EXERCISE BRIEF: Rewrite every one of the records below, substituting "point" for each occurrence of "marker" and leaving everything else unchanged. Leave the pictures out of your answer.

Dataset rows
= = = = =
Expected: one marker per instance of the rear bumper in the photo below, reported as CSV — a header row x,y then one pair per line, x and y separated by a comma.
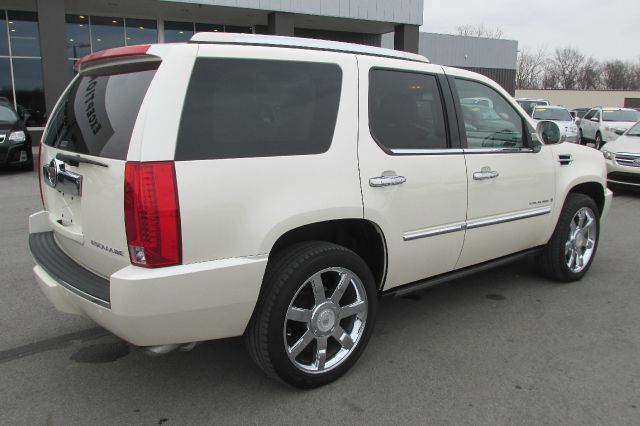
x,y
178,304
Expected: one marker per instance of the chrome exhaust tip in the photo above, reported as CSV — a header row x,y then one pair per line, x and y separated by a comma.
x,y
160,350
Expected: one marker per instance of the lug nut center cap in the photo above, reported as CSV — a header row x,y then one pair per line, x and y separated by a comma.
x,y
325,320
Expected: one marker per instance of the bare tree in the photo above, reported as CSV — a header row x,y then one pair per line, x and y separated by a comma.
x,y
590,75
565,65
480,30
615,75
530,68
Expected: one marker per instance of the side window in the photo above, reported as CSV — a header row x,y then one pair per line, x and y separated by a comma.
x,y
489,120
405,110
238,108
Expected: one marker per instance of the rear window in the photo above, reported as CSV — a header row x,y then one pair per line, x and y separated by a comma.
x,y
97,113
237,108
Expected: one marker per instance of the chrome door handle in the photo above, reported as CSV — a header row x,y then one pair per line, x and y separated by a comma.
x,y
485,173
386,181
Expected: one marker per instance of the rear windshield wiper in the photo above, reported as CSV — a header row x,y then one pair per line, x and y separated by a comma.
x,y
75,160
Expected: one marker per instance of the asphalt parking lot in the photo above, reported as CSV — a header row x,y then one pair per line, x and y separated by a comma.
x,y
502,347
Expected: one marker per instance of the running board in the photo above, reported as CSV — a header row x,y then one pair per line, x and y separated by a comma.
x,y
454,275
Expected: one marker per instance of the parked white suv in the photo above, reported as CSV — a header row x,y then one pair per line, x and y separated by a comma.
x,y
276,187
602,125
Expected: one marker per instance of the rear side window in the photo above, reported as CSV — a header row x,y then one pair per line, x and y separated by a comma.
x,y
237,108
405,110
97,113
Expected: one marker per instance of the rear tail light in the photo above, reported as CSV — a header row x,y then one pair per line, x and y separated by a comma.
x,y
39,165
152,214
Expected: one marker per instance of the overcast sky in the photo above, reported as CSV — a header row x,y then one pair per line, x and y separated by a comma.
x,y
604,29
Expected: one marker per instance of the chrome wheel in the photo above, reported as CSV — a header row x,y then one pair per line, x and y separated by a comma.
x,y
325,320
581,240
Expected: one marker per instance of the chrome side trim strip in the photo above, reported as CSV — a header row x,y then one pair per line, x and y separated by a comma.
x,y
428,151
497,150
432,232
623,183
479,223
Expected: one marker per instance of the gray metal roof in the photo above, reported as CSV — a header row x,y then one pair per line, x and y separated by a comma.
x,y
394,11
303,43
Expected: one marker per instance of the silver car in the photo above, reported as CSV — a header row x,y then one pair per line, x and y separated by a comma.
x,y
560,115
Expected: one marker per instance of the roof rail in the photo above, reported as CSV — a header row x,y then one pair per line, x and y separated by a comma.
x,y
302,43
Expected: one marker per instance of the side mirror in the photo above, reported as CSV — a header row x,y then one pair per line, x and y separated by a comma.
x,y
550,132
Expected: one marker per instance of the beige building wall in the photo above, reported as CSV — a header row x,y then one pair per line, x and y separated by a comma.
x,y
583,98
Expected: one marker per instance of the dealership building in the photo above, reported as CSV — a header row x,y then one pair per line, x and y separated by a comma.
x,y
41,39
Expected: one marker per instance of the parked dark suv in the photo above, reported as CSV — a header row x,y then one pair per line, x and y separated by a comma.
x,y
15,141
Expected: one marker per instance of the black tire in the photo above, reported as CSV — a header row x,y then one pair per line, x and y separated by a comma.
x,y
599,142
286,276
553,260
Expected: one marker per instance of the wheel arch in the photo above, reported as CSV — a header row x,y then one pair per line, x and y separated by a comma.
x,y
593,190
361,236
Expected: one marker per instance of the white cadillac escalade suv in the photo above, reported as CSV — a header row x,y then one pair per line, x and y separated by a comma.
x,y
276,187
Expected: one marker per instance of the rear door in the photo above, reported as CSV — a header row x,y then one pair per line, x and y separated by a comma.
x,y
86,145
412,170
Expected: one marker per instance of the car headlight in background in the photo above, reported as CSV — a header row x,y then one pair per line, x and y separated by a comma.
x,y
18,136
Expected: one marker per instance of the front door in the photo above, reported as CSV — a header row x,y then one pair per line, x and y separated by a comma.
x,y
511,177
412,170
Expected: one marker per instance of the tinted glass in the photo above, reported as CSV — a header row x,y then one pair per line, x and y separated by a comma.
x,y
495,126
209,28
29,91
175,32
97,114
541,113
405,110
621,115
7,115
635,130
141,31
106,32
6,90
258,108
78,38
23,30
4,43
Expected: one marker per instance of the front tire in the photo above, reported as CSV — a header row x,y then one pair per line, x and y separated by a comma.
x,y
315,314
572,247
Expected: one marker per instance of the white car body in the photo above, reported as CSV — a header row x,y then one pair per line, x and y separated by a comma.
x,y
569,126
234,211
623,159
594,124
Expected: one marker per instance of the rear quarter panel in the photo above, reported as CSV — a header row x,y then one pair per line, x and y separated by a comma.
x,y
240,207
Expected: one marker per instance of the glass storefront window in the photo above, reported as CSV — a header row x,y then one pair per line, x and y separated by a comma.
x,y
4,43
23,33
238,29
6,89
106,32
29,90
141,31
209,28
175,32
78,36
= = = = =
ANSWER TO THIS EXERCISE:
Expected: one point per instance of the rear bumper in the photo below, reported as CSV — a header row x,y then one pair per line, x and y separated by a comma.
x,y
178,304
Expected: one point per instance of the chrome exhaust tip in the photo above, reported as CSV — a header row x,y then one pair per line, x and y separated by a comma.
x,y
160,350
Expected: one point per instance of the lug nut center cap in the photo above, reported as CSV — a header row x,y then one pair per line, x and y separated by a comma.
x,y
325,320
Expected: one point per instance of the bare tree in the photo above, reported as CSV — a header row x,y then one pair per line, x and y separated by a comma.
x,y
590,75
565,65
480,30
615,75
530,68
Expected: one point per instance of the side window in the photo above, reported as CSV — a header row x,y then one pair per line, x and y separated by a comma.
x,y
489,120
405,110
238,108
Expected: one point per instance of the rear window in the photo above, reported as CSV — a header row x,y then one pair per line, x and y separated by a comma.
x,y
97,113
237,108
Expected: one point per instance of the chrome door handle in the photo above, reported as CSV — a header row x,y then one pair per line, x and y separated by a comma.
x,y
485,173
386,181
Expected: one point per instance of the rear windshield wiper in the photo above, reported as CSV — a header row x,y then one pair per line, x and y separated by a comma.
x,y
75,160
Expected: one point per instance of the asphalt parking lot in the photo above, reported as CSV — a header row x,y then one pair per line, x and y separated by a comma.
x,y
502,347
Expected: one point per instance of the running board in the photo above, reported as CSV — a header row x,y then one pair per line, x and y separated by a comma.
x,y
454,275
Expected: one point per instance of the parked white suv in the photo above, reported as CSV — a header row x,y then one pair per line, x and y separated by a comma.
x,y
276,187
602,125
Expected: one point per instance of the rear side window in the photo above, reported as CSV — a header row x,y then one pair per line, x and y separated by a comma.
x,y
237,108
405,110
97,113
Expected: one point per instance of the rear tail light in the photo above, reported as CSV — a header row x,y then one pair per line, x and y separated by a comma.
x,y
39,165
152,214
Expected: one point per instance of the overcast sky in the photo above, reported as CSV — a header row x,y then one pair per line, x and y separated by a comma.
x,y
604,29
Expected: one point per instance of the chrome wheel in the photo above, reported as CSV — a header row x,y then one pair per line, x and y separated by a comma.
x,y
325,320
581,240
Expected: one point per instance of the chrome side trim strip in the photo above, reported as CSV — a header row x,y then one pair per line, x and y separated by a comma.
x,y
428,151
497,150
432,232
623,183
479,223
Expected: one point per instance of the gray metal roof in the photo above, reported as CSV — a header row x,y then one pair per line, x and y separated by a comma.
x,y
394,11
303,43
Expected: one point per instance of the silver car in the photo above, reported as CSV — a header row x,y then one pair per line, x and y separated by a comma.
x,y
560,115
Expected: one point per instance of the roof rail in the photo above, reported as CSV — a header row x,y then one pair per line, x and y separated by a comma.
x,y
302,43
Expected: one point per instance of the side mirror in the photo above, reported as CSV — a header row x,y then one pair per line, x and y separated by a comma.
x,y
550,132
Expected: one point per instance of the beige building wall in the photo above, reported as CSV — a header row x,y then one pair per line, x and y separated by a comma.
x,y
583,98
Expected: one point per instance of the dealership building in the photo above, reported as CSV — a header row x,y then one pair per line, x and y separated by a comma.
x,y
41,39
Expected: one point per instance of the parked dark suv in the photo above, reported as CSV — a header row x,y then one pair per line, x and y separated by a comma.
x,y
15,141
Expected: one point per instance of the black tire in the photo above, reported as CSV — a header row x,y then one pair per line, x and y separated by a comma.
x,y
599,142
286,276
553,260
Expected: one point per instance of the wheel arch in the photo above, reported as CSV — a header row x,y then one pair per line, x and y separated by a comma.
x,y
593,190
361,236
Expected: one point per instance of the white cadillac escalade suv in the photo above, reported as CSV — a header row x,y then one pair per line, x and y separated by a comma.
x,y
276,187
Expected: one point per instance of the rear door in the photo above, reported as CSV — a header row x,y then one pair per line, x and y separated by a comma.
x,y
86,145
412,170
Expected: one point per instance of the car headlight in background in the photo above, reported as CSV — a header row x,y then one pair per line, x and y separated by a comma.
x,y
18,136
Expected: one point per instance of the front door in the photo above, reported as CSV — a header row x,y then one pair per line, x and y separated by a comma.
x,y
511,177
412,170
Expected: one point per instance of the tinted glass in the photo above, reported as CSV — a header row x,y then one pair per line, x and y separated by a comma.
x,y
495,126
209,28
29,91
175,32
97,114
541,113
405,110
621,115
7,115
635,130
141,31
106,32
6,90
258,108
78,38
23,30
4,43
Expected: one point per instance of the front tire in the photo above, reported as CSV — a header row x,y then one pair per line, x and y separated by a comma.
x,y
315,314
572,247
Expected: one point per instance of the white car body in the photo above, reported as CSV — a header row x,y then one pair per line, x and y separated by a comma.
x,y
569,126
234,211
623,159
594,124
Expected: one point per instance of the rear quarter panel in the photo above, reported as CSV — a header row x,y then one pair per line, x and y separated by a comma.
x,y
240,207
Expected: one point per instance of the glass storefront window in the photo above, reported as CSV — a header row x,y then one pair per line, x and y separated by a comma.
x,y
4,43
23,33
238,29
6,89
106,32
29,90
141,31
209,28
175,32
78,36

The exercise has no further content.